> _Selected text_
================================

The chair is beginning to resemble The Chair ...

*The Chair – Fitting the Front and Rear Stretchers (Part 2)*

Link: http://www.inthewoodshop.com/Furniture/ ... t2%29.html

All comments and discussion most welcome.

Regards from Perth

Derek


----------



## Racers (13 Jan 2014)

Hi Derek

Looks like a lot of fine adjustment is called for! How many are you making?
I made six chairs for my table but I did 4 then another 2 a year or two later. 

Pete


----------



## custard (13 Jan 2014)

Fantastic project Derek, a chair, a mid century modern chair, and what's more the exact same chair that's my current screensaver! I've made a few chairs with similar "organic" curves, but never in such a hard timber. More power to your elbow!


----------



## CStanford (13 Jan 2014)

Derek Cohen (Perth said:


> Hi Jacob
> 
> Many chairs are fashioned that way - the sectioned morticed and tenoned while square, and then rasped or spokeshaved to a curvy shape. That is how Sam Maloof made his chairs (which is a style similar to this Wegner design).
> 
> ...



Do the rear legs cant inward on a Wegner chair? If they do, then the side stretcher tenon to back leg mortise is a compound angle problem. If they don't, then nothing is really a compound angle at least by my screwy definition.

The stretchers hitting at a different angle is essentially the same layout problem you have on curved Shaker (or stick) chair back slats. There are several ways of doing it but I lay them out by drawing two circles at the diameter of the legs on a piece of paper, marking each circle right and left. Put a 0* line on each circle at (9:00 o'clock running through 3:00 o'clock and lay out the mortise entry point in degrees from that line, keeping right and left legs as mirror images. Make a pencil tick on each leg and label it "0* line" and "22* line" (or whatever the angle is in degrees) keeping right leg and left leg distinct. Then, put the leg in a V block cradle and run pencil lines from top to bottom based on the pencil ticks you just made. Use the cradle as a story stick and put your measurements on it - where the stretchers hit, etc. Make a tick at mortise tops and bottoms with an awl, all while the legs are in the cradle. The cradle/story stick plus the sheet of paper with the circles, are usually all you need to layout the leg mortises. Of course, you'll need to xfer the basic measurements to the cradle/story stick since you are reproducing a chair you own.

The mortises are chopped at 90* to the face of the leg, but on whatever degree line relative to the 0* line. It's a single angle.

If the back legs have a little rake that only slightly complicates things. Just let me know if the back legs cant inward at the floor.

You can also make a template of card to lay out the degree lines. 

I'll scan and send as a PDF of a set of templates, a card template, and a photo of a simple cradle and how it's marked up.


----------



## riclepp (13 Jan 2014)

Hi Derek

Really like what you are doing with the chair, and my hat off to you sir, fantastic work. Looking forward to the rest of the chair wip.


----------



## Lawrence Hill (13 Jan 2014)

Hi Derek

Just a thought, but wondered if you had considered cutting the scribed/coped shoulders of the rails then setting in loose tenons which gives you a nice clean shot through the end grain without the risks attendant on undercutting?

================================

> _Dataset section_
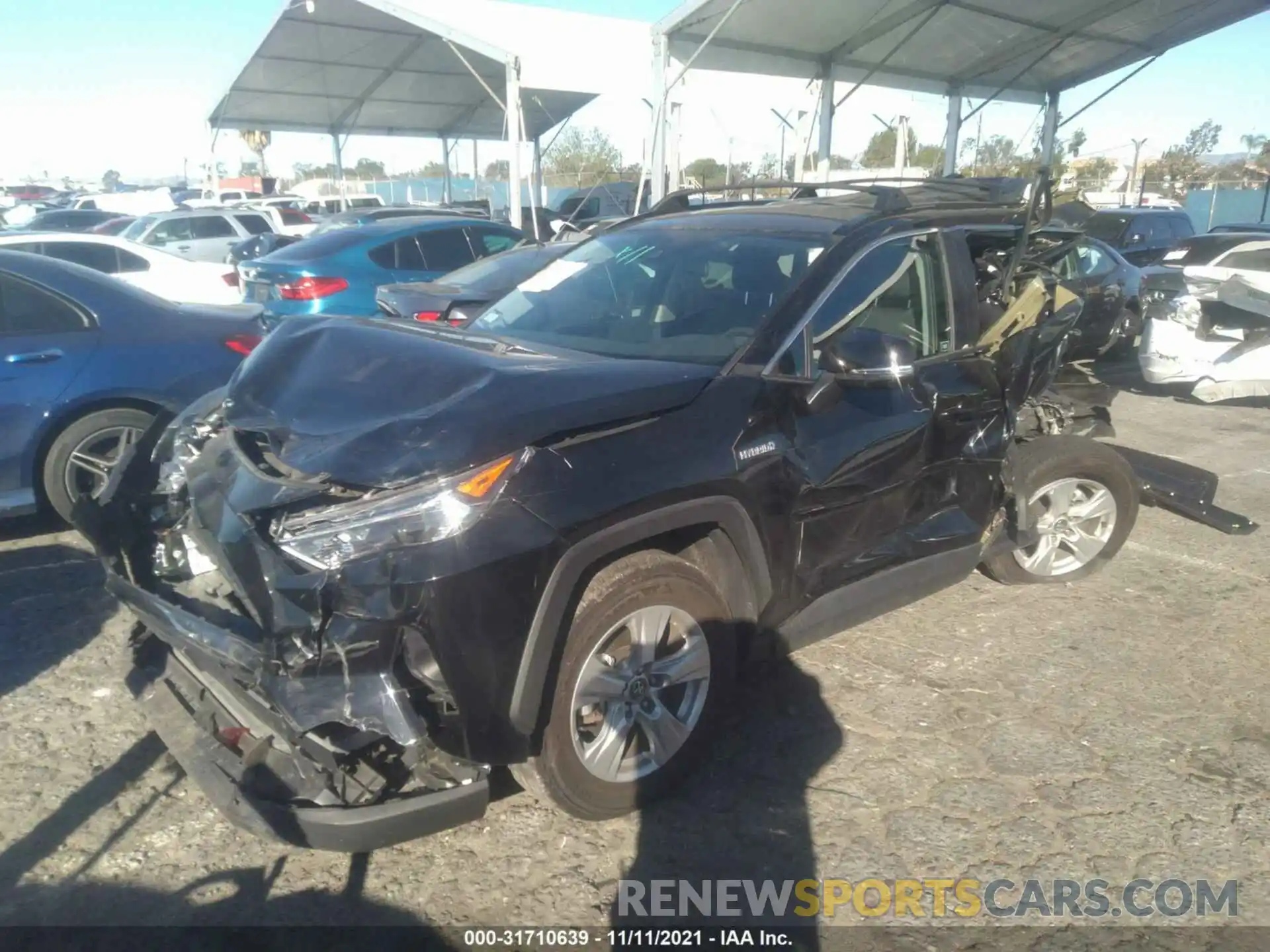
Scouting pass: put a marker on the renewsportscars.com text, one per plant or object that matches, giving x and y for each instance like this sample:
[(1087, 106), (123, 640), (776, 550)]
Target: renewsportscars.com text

================================

> _Problems to work on_
• A. From the chair thread, copy the stretch from "## CStanford (13" through "this Wegner design)." word for word.
• B. Answer these questions from the chair thread:
(i) How many chairs did Pete make for his table?
(ii) In the quoted reply, whose chairs are described as made by shaping square-cut joined parts into curves?
(iii) At what angle to the face of the leg are the mortises chopped?

> _Response list_
• A.
## CStanford (13 Jan 2014)

Derek Cohen (Perth said:


> Hi Jacob
> 
> Many chairs are fashioned that way - the sectioned morticed and tenoned while square, and then rasped or spokeshaved to a curvy shape. That is how Sam Maloof made his chairs (which is a style similar to this Wegner design).

• B.
(i) Six
(ii) Sam Maloof's
(iii) 90 degrees